Recorded data
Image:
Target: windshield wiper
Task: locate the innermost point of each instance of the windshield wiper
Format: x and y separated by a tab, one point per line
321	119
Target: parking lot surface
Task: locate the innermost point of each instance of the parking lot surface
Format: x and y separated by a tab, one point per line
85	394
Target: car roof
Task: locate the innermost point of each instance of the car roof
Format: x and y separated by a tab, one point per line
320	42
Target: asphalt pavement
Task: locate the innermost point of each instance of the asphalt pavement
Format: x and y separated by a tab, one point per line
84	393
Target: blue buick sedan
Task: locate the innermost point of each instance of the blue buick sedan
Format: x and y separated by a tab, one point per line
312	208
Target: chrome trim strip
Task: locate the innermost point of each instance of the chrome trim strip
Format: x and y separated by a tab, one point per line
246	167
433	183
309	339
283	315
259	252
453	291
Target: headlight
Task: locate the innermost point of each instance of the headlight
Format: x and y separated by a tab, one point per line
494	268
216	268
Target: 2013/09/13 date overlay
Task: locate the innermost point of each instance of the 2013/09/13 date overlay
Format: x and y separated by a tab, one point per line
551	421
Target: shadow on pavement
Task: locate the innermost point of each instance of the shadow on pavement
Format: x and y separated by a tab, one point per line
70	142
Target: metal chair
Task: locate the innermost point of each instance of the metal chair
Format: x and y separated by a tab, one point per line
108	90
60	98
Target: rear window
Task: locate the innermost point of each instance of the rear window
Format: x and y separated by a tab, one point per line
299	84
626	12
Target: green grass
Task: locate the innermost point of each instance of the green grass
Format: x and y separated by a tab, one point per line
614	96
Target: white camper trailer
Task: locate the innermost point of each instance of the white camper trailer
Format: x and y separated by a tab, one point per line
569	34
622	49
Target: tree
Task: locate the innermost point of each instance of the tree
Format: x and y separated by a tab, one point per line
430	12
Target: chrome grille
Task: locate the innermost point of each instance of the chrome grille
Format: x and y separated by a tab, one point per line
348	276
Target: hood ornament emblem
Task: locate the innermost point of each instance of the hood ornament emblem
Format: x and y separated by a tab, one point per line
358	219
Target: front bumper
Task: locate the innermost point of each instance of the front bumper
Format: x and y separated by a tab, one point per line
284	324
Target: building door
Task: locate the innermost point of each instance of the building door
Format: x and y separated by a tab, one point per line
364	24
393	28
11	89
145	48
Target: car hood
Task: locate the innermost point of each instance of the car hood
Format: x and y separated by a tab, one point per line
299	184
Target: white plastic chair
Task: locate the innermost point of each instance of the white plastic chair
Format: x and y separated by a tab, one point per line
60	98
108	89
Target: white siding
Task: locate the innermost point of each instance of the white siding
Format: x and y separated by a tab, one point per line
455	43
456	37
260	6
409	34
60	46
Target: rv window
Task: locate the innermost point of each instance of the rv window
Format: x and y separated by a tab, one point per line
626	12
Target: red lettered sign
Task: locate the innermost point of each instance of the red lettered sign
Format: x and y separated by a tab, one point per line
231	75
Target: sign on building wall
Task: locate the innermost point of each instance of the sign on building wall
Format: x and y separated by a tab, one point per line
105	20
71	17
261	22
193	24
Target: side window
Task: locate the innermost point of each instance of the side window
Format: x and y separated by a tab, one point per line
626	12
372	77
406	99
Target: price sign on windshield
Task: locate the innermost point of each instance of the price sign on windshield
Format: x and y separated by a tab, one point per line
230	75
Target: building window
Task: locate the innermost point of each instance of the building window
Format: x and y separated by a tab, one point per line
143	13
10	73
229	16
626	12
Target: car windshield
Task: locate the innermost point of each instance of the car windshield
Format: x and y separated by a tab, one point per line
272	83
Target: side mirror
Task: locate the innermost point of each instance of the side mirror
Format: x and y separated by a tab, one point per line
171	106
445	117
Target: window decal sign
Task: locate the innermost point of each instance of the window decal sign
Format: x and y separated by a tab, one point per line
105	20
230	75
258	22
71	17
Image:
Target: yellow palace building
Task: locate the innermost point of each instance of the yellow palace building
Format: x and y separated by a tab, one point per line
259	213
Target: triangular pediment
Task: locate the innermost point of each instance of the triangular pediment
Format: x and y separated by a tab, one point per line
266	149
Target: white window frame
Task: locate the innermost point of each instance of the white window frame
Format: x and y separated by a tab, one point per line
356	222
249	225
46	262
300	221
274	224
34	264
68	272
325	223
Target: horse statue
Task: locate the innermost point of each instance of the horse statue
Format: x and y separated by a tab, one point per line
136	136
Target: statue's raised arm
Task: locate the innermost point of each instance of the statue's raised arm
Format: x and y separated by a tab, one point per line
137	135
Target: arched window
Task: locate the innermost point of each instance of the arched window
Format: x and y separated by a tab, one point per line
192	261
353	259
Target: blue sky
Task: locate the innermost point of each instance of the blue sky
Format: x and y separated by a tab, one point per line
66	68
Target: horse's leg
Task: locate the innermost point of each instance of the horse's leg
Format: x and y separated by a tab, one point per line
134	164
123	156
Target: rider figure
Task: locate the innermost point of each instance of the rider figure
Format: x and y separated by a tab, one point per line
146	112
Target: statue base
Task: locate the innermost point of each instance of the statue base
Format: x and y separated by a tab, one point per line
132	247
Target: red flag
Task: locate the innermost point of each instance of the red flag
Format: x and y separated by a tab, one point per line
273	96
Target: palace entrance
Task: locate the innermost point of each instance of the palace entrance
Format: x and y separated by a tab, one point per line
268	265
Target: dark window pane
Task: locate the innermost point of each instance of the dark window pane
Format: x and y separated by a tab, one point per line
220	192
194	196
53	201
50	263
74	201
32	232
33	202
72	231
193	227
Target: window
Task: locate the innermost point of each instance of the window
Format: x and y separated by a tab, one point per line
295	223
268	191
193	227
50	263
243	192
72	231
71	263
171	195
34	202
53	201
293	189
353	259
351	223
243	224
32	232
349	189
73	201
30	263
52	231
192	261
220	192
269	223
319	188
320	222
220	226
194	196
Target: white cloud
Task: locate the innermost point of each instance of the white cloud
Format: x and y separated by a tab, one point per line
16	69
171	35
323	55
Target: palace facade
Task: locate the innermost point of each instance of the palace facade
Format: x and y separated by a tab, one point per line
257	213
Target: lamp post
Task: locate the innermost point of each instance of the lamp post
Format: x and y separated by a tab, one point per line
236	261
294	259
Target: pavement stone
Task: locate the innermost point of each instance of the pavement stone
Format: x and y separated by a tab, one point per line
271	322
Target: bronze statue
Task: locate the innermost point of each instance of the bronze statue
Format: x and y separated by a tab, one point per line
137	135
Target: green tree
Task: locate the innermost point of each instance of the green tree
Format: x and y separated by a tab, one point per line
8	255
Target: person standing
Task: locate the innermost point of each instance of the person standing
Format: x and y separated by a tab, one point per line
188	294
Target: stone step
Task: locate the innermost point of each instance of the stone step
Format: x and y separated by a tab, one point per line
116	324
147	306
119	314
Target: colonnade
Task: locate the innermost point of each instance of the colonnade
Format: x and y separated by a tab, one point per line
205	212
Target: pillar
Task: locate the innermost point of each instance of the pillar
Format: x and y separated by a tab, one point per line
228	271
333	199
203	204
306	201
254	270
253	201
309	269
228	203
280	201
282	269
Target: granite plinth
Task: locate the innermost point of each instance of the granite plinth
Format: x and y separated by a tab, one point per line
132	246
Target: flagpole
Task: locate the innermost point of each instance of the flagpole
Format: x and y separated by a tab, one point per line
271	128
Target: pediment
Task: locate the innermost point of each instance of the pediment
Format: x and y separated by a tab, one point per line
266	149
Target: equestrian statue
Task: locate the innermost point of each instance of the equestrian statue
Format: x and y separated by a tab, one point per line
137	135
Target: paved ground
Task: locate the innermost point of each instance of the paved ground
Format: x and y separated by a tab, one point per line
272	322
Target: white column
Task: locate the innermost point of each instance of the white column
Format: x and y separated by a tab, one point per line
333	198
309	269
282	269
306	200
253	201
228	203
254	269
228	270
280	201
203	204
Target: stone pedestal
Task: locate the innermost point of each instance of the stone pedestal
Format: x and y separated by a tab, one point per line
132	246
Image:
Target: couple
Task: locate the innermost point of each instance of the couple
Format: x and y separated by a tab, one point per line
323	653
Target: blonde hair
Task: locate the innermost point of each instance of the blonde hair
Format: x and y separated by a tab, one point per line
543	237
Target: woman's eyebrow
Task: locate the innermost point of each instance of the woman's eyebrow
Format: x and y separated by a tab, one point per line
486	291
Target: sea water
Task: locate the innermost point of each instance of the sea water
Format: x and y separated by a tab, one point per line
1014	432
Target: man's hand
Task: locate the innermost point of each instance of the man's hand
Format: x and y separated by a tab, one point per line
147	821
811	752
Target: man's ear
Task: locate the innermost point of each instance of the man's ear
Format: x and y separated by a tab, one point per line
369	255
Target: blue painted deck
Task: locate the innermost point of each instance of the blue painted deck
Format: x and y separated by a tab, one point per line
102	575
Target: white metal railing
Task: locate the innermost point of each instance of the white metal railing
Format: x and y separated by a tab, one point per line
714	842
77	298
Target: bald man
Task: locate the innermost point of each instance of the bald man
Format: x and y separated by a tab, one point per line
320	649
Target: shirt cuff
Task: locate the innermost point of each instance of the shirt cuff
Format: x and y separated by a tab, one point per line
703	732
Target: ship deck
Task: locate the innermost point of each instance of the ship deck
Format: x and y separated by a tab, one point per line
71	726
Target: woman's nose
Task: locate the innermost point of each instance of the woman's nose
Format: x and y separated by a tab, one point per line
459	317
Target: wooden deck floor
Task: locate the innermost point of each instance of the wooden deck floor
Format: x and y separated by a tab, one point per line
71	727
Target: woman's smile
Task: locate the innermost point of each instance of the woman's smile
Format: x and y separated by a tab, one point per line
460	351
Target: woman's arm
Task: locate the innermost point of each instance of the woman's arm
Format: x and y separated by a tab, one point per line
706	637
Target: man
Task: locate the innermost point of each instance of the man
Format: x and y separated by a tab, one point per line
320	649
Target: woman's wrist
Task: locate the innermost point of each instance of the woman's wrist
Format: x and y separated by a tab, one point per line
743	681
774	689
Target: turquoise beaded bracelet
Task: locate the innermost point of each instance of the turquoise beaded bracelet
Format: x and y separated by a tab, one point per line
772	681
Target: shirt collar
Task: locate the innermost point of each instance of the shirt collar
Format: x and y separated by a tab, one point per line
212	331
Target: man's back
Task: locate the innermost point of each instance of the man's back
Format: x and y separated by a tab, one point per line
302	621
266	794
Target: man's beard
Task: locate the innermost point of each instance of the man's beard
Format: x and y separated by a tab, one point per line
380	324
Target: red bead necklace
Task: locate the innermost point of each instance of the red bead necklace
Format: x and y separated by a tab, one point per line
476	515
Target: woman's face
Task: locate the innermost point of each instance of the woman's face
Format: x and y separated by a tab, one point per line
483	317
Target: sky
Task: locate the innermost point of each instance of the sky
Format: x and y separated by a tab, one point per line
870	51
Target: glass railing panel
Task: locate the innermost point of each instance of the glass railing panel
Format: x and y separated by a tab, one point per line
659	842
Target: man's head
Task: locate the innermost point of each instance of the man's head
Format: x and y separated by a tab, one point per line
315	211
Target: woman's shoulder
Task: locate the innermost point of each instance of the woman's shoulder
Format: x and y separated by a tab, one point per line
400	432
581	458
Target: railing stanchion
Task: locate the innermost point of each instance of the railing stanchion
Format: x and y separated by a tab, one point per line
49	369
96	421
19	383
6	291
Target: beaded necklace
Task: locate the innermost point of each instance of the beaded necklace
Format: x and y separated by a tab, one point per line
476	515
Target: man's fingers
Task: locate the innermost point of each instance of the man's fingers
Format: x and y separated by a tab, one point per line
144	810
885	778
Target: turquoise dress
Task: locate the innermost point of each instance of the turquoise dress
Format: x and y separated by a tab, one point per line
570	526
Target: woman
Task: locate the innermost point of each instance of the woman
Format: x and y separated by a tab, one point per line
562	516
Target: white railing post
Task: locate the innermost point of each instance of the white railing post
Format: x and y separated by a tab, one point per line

Requirement
Write the lines out verbatim, from the one with "Target: beaded necklace" through the last line of the entries, and stop there.

Result of the exercise
Target: beaded necklace
Task: locate the innermost point of each instance of the beaded necklace
Format: x and y separated by a tab, one point per line
476	515
Target: man's fingers
Task: locate the innermost point of each instance of the man's fingers
Format: x and y separated by a tab, one point per line
144	810
885	778
Target: turquoise dress
Task: locate the innermost point of each instance of the turquoise dress
Format: x and y separated by a tab, one point per line
570	526
Target: woman
Task: locate the innermost point of each instance of the woman
Format: x and y separated by a tab, one point per line
562	516
Target: white railing post
Task: locate the innermost point of each instance of the white railing post
Format: x and y separated by a tab, one point per line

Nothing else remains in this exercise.